Blog post by Dr Jonathan Collinson (University of Huddersfield), and forms part of a series of blog posts responding to the UK Home Office’s New Plan for Immigration.


 

Part of the UK government’s ‘New Plan for Immigration’ is the announcement of plans for ensuring that more so-called foreign national offenders are deported, and to disproportionately increase the penalty for re-entering the UK whilst a deportation order is in force. But ever harsher measures aimed at foreign national offenders are out of step with public opinion, which is more forgiving of foreign nationals who commit crimes than might be expected. Indeed, the New Plan for Immigration is out of step with a more nuanced view of foreign national offenders.  

 

Drawing on two academic articles I have (co-)authored on the subject, in this blog post I will outline two possible reforms to deportation law which would address some of the most harsh consequences of existing and proposed policy. The first is a way to ‘suspend’ deportation orders for a year to give foreign national offenders an opportunity to rebuild their lives in the UK and demonstrate that they are not a reoffending risk. The second, authored with Professor John Eekelaar, would be to either (a) exempt from deportation all foreign national offenders who arrived in the UK as children, or (b) exempt those who would be a British citizen but for the fact that they missed out on citizenship because they were a child when they first qualified for citizenship.  

 

A New Plan, But A Familiar Folk-Devil

 

The UK government’s announced New Plan for Immigration presents a series of proposals for changes to the UK’s immigration system, particularly aimed at restricting rights of asylum seekers, refugees and foreign national offenders. The published plans for asylum seekers and refugees have been criticised as being ‘incoherent, unworkable and inhumane.’ Criticisms of the plans to further target foreign national offenders for deportation and further criminalisation (by increasing the sentence for entering the UK whilst under a deportation order from six months to five years imprisonment) have been more muted. Foreign national offenders have always been a difficult group to be seen defending. They are thought to attract public revulsion rather than sympathy. Foreign national offenders have been described as a ‘doubly damned modern British folk-devil’: deserving deportation as both criminals and foreigners.  

 

However, academics, campaigners, and MPs across the political spectrum are increasingly questioning the label of ‘foreign national offenders’ and what that label should mean for those individuals. The public attention on the case of Osime Brown has challenged perceptions of the faceless ‘foreign national offender,’ and instead brought focus on the individual who stands behind that label.  

 

Foreign? Offenders?

[DATASET ENTRIES]
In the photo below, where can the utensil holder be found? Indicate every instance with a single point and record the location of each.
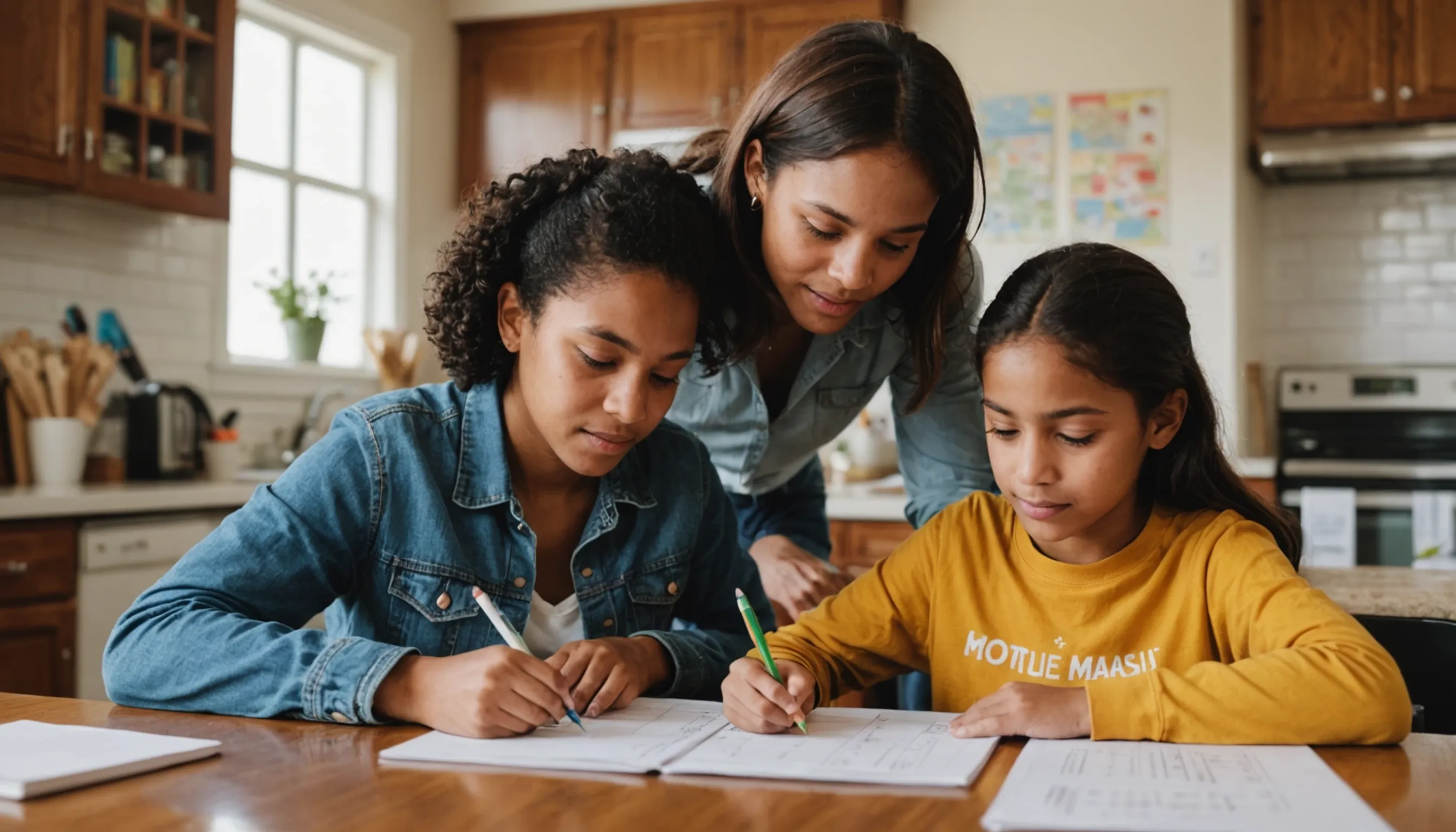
(57, 451)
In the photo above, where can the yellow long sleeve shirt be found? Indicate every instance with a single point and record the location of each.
(1199, 632)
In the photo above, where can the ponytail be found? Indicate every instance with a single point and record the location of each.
(1120, 320)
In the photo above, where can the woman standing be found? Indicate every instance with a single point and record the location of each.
(848, 187)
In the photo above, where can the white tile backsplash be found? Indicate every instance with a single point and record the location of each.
(1359, 273)
(162, 275)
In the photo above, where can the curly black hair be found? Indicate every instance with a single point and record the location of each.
(568, 220)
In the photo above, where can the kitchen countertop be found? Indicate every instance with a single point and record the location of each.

[INSTRUCTIONS TO FOLLOW] Quote the blog post on deportation word for word between "Blog post by" and "of foreign national offenders.", inclusive.

[FINAL RESULT]
Blog post by Dr Jonathan Collinson (University of Huddersfield), and forms part of a series of blog posts responding to the UK Home Office’s New Plan for Immigration.


 

Part of the UK government’s ‘New Plan for Immigration’ is the announcement of plans for ensuring that more so-called foreign national offenders are deported, and to disproportionately increase the penalty for re-entering the UK whilst a deportation order is in force. But ever harsher measures aimed at foreign national offenders are out of step with public opinion, which is more forgiving of foreign nationals who commit crimes than might be expected. Indeed, the New Plan for Immigration is out of step with a more nuanced view of foreign national offenders.